__INSTRUCTION__.
Please gather every line in the records below that contains the word "order", and copy each one in full. Case counts.

__STORED DATA__.
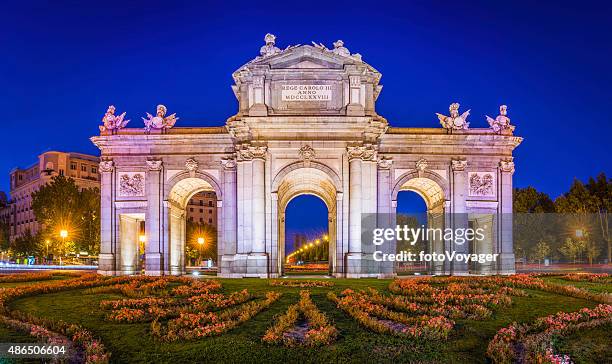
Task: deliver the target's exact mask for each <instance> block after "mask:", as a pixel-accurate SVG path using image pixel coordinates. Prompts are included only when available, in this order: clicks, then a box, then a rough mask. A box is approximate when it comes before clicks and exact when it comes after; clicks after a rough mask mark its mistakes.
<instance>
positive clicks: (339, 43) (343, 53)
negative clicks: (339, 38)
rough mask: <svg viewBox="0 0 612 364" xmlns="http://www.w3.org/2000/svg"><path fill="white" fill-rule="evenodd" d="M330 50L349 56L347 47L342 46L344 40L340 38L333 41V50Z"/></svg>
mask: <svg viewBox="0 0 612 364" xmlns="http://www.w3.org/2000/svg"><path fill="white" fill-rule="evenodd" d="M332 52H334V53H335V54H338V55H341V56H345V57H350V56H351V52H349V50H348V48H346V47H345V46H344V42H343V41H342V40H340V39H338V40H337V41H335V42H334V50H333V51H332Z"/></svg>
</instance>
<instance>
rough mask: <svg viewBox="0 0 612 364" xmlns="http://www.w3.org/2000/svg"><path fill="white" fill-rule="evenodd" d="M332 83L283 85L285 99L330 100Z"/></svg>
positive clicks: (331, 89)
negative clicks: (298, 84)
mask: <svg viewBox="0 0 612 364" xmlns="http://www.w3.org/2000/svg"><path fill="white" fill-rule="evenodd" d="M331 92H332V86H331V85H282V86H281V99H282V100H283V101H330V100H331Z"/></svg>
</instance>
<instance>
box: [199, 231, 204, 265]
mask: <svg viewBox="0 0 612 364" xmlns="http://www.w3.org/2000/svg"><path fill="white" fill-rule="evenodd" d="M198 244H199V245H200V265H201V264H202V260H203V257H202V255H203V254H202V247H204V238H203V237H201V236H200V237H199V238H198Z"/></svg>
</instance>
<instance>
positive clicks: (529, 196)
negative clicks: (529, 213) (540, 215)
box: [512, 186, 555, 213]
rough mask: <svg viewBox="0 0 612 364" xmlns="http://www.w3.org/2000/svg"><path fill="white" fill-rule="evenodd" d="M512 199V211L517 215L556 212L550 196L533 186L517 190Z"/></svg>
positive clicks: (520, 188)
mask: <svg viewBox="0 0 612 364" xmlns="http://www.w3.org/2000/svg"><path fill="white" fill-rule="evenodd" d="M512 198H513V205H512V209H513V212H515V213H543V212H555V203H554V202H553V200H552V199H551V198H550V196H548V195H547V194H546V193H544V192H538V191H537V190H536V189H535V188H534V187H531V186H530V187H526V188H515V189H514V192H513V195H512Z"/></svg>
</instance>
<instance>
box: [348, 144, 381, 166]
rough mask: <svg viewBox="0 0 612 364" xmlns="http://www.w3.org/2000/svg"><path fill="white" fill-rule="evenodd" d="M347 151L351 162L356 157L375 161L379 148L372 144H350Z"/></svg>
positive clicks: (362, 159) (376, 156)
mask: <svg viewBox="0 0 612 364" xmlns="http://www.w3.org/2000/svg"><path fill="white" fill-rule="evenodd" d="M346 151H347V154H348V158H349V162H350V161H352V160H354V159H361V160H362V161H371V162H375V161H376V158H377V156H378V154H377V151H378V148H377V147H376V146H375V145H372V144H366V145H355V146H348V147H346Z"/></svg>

--

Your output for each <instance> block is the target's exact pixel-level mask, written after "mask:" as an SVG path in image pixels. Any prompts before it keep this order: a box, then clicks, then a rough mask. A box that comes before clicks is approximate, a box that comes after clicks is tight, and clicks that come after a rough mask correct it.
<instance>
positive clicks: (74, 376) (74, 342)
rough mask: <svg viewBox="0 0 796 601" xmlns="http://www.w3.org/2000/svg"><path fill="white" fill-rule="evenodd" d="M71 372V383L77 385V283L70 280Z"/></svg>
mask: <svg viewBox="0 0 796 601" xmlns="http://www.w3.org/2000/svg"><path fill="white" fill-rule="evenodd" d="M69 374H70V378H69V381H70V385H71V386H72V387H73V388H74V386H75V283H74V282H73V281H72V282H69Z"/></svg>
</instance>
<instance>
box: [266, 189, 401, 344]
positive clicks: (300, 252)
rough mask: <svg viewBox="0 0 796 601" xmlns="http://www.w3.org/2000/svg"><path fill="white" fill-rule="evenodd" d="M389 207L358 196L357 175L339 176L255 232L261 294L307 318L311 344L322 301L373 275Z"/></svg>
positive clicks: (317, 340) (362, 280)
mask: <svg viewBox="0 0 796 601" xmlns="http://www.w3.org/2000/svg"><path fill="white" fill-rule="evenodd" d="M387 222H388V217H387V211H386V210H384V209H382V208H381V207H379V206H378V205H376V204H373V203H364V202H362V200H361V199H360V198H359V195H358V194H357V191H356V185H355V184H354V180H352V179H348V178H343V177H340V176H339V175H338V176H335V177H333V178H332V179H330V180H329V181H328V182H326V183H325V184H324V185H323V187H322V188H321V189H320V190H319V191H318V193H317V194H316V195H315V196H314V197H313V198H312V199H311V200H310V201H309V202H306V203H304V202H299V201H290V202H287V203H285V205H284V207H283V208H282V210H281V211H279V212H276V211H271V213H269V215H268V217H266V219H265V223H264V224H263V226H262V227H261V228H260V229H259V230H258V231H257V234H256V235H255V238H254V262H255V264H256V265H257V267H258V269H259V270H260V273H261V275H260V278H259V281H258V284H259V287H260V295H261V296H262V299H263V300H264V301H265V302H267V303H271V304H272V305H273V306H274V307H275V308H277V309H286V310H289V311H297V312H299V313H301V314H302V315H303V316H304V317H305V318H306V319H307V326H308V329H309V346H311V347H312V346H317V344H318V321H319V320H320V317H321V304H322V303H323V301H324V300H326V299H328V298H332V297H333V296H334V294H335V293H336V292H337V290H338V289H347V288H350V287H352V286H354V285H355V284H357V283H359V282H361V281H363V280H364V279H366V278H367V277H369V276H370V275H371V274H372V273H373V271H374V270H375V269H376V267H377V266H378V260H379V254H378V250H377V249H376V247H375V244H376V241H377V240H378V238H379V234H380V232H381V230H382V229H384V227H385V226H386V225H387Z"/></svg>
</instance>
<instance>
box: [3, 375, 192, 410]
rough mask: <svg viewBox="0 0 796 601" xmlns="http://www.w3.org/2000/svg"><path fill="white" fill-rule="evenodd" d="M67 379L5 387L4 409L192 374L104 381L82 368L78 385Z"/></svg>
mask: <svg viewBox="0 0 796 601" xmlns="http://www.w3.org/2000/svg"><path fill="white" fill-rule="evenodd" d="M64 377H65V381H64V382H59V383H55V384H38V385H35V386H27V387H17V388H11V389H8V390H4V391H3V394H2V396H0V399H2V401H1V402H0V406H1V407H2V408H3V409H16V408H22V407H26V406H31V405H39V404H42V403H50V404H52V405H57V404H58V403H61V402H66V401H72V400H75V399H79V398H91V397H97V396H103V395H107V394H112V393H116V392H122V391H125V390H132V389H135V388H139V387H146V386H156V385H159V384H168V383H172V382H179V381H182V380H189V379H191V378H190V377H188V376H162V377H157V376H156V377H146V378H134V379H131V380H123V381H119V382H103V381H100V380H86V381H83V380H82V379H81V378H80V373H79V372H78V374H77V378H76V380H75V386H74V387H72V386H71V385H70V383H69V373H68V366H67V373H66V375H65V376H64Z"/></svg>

__SOLUTION FOR THIS TASK__.
Task: deliver the target's exact mask for each <instance> block after "mask:", as a pixel-accurate SVG path using image pixel coordinates. Prompts are included only when available, in this order: clicks, then a box, then a rough mask. A box is approximate when it comes before clicks and exact when it comes after; clicks after a rough mask mark its mistakes.
Your output for each <instance> block is the target's exact pixel-level mask, written after "mask:" as an SVG path in image pixels. Any prompts before it keep this order: a box, then clicks, then a rough mask. A box that comes before clicks is approximate, a box that comes after clicks is tight, and clicks that come after a rough mask correct it.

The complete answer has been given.